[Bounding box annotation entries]
════════════════
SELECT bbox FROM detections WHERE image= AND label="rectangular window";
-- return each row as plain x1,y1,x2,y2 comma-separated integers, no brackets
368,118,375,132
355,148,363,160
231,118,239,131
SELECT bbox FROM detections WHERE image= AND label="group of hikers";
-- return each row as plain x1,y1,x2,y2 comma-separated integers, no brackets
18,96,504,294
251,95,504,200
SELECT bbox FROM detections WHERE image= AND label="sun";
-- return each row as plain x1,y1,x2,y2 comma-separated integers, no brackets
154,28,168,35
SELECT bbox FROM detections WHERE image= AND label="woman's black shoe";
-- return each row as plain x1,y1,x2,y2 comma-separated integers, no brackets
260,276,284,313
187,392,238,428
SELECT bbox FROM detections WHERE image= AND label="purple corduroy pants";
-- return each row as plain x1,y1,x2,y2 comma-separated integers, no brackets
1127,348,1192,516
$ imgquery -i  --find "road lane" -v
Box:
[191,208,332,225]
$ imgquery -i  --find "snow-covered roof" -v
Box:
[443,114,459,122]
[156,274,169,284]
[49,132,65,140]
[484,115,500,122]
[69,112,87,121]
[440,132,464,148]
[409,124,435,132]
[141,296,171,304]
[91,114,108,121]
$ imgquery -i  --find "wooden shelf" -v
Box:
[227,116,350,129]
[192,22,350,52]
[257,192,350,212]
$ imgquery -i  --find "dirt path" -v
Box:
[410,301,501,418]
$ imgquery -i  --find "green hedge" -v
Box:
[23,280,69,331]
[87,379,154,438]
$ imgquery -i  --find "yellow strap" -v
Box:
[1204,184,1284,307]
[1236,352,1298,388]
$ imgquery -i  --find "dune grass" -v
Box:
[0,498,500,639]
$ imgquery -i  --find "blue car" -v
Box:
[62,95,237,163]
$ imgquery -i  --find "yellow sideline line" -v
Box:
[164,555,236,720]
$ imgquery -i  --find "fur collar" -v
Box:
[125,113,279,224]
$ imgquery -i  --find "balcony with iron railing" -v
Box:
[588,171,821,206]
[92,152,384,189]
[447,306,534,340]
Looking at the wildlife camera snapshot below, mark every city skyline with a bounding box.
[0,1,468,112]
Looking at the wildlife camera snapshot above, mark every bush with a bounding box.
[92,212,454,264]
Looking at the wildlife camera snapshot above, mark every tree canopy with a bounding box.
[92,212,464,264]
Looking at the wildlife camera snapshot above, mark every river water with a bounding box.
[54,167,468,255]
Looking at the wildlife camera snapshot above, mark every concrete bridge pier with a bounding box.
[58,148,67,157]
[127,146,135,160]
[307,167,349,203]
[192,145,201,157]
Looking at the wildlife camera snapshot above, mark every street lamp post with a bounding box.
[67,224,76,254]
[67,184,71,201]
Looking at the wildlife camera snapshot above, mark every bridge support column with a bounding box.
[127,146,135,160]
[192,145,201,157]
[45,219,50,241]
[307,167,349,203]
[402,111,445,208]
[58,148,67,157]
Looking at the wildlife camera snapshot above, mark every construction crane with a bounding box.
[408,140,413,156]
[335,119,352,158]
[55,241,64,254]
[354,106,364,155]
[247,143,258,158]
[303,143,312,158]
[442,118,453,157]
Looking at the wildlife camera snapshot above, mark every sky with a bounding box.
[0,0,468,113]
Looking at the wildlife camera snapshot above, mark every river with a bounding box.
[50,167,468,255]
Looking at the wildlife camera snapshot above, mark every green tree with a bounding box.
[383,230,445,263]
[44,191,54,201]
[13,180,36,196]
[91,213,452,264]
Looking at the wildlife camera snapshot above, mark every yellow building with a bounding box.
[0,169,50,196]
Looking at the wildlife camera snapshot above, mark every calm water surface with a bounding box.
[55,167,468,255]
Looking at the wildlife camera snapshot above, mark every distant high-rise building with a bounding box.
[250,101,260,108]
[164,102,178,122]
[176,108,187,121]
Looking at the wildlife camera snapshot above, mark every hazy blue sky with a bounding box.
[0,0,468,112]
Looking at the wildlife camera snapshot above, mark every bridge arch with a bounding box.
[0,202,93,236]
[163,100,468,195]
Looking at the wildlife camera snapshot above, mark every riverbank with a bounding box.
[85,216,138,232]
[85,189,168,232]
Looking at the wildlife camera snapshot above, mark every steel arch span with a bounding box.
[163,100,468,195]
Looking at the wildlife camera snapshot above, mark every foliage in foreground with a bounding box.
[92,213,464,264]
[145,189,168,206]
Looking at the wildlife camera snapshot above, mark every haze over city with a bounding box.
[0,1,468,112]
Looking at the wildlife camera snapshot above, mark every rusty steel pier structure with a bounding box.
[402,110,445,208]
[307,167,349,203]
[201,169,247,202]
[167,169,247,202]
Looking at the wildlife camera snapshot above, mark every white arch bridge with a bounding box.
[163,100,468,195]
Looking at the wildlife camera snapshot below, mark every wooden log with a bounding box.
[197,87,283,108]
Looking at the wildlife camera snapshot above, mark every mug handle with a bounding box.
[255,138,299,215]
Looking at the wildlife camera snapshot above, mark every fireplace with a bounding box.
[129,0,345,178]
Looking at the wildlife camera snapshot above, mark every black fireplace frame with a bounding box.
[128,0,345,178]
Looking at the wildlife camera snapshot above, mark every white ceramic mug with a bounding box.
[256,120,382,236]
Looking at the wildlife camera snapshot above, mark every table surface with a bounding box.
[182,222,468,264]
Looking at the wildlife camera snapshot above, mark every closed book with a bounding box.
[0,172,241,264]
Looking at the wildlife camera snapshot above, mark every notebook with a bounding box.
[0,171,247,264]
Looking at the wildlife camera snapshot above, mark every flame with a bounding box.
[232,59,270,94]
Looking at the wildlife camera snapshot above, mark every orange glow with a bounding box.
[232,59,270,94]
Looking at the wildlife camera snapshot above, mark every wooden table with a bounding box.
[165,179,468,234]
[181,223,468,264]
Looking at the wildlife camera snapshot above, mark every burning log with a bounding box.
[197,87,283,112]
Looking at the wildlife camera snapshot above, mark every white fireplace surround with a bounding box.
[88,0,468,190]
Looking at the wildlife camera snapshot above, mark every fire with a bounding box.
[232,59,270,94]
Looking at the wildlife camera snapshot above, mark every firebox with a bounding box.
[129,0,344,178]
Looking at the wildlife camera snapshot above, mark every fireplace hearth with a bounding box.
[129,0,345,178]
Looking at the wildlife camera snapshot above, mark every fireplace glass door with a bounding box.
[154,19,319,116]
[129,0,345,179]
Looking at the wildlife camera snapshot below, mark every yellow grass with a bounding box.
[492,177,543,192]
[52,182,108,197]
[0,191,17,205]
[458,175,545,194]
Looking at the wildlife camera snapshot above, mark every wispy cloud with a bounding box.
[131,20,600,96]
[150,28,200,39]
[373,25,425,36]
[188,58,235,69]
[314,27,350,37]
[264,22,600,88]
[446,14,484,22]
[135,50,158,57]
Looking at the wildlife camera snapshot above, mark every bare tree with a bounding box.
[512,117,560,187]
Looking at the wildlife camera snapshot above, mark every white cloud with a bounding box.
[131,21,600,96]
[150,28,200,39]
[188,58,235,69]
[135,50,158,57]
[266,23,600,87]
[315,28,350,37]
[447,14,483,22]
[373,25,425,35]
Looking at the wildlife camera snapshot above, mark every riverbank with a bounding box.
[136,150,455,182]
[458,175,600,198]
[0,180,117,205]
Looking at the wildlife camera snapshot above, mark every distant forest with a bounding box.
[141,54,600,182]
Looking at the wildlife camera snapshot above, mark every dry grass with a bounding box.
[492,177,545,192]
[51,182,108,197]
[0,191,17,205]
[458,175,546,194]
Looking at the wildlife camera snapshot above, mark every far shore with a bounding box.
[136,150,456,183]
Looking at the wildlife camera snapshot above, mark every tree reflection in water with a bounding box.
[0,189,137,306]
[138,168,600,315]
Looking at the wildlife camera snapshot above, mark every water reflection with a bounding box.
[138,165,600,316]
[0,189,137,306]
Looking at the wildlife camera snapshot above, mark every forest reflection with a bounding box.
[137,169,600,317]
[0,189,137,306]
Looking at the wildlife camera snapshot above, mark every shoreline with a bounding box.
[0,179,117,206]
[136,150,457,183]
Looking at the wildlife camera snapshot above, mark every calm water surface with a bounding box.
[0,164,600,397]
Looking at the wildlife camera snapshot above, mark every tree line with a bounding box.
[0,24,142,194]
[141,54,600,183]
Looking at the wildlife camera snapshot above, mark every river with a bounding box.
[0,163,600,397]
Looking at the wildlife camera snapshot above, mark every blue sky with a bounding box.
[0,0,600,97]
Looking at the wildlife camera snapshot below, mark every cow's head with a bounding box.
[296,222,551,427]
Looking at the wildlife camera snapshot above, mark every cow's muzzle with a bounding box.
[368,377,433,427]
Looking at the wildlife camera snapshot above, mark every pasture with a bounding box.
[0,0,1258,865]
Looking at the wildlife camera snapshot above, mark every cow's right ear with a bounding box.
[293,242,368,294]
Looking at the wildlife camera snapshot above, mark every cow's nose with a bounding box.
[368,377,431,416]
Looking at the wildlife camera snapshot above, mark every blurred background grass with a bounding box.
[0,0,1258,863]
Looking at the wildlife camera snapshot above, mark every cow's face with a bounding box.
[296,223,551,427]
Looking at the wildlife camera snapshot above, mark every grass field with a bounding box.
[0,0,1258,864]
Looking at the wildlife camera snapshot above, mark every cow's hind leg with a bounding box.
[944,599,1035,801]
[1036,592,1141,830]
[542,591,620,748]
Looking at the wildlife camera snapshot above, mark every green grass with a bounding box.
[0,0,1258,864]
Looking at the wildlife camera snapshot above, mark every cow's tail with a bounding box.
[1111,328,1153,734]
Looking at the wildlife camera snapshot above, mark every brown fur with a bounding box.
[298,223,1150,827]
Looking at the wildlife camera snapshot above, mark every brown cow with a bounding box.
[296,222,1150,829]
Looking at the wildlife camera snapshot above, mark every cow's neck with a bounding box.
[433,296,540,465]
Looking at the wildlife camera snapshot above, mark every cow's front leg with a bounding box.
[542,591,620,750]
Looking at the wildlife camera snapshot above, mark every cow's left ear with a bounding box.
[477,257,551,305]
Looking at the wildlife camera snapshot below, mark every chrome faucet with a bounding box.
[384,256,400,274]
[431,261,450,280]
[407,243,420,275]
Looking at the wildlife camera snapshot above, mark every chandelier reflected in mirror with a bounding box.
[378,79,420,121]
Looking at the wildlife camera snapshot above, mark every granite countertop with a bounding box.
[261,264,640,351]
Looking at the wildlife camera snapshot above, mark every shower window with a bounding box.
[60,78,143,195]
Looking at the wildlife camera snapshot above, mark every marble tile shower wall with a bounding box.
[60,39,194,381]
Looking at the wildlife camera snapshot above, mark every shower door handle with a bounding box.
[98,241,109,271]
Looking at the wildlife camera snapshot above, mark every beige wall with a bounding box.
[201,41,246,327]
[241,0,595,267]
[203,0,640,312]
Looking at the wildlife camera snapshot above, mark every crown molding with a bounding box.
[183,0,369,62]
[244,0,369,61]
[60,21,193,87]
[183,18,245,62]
════════════════
__EXERCISE__: Retype only the lines running from the line with "fur with a bounding box." to the end of the listing, including both of those lines.

__RESULT BELOW__:
Looking at the wildlife camera snapshot above, mark every brown fur with a bounding box.
[298,223,1150,827]
Looking at the wildlife camera snapshot above, mark every brown cow with a bounding box.
[296,222,1150,829]
Looking at the wildlife camera snapshot above, mark every cow's neck with a bounding box.
[433,296,540,465]
Looking at the wildlife camera snapshot above, mark every cow's front leg with a bounding box.
[542,591,620,750]
Looking at the wildlife camera snapshot above, mark every cow's left ear with a bounding box.
[477,257,551,305]
Looking at the wildlife camera snapshot below, mark every chrome faucet with a bounding box.
[384,256,400,274]
[431,261,450,280]
[407,243,420,275]
Looking at the wildlife camera snapshot above, mark every chandelier reflected in mirror with a bounding box.
[378,79,420,121]
Looking at the wildlife camera snapshot above, mark every granite countertop with a bounding box.
[261,264,640,351]
Looking at the wildlife camera snapshot above, mark every shower window with a bounding box.
[60,78,143,195]
Looking at the wildlife camera snapshot above, mark every marble tile shower wall with a bounding box.
[60,39,194,381]
Looking at the wildlife camera snapshot above, mark every shower door handle with a bounding box.
[98,241,109,271]
Looking at the wildlife camera snapshot above, mark every beige wall with a bounding box.
[201,41,246,327]
[241,0,595,267]
[203,0,640,312]
Looking at the wildlife camera snapshot above, mark every crown molding with a bounding box.
[183,0,369,62]
[244,0,369,61]
[60,21,193,87]
[183,18,245,62]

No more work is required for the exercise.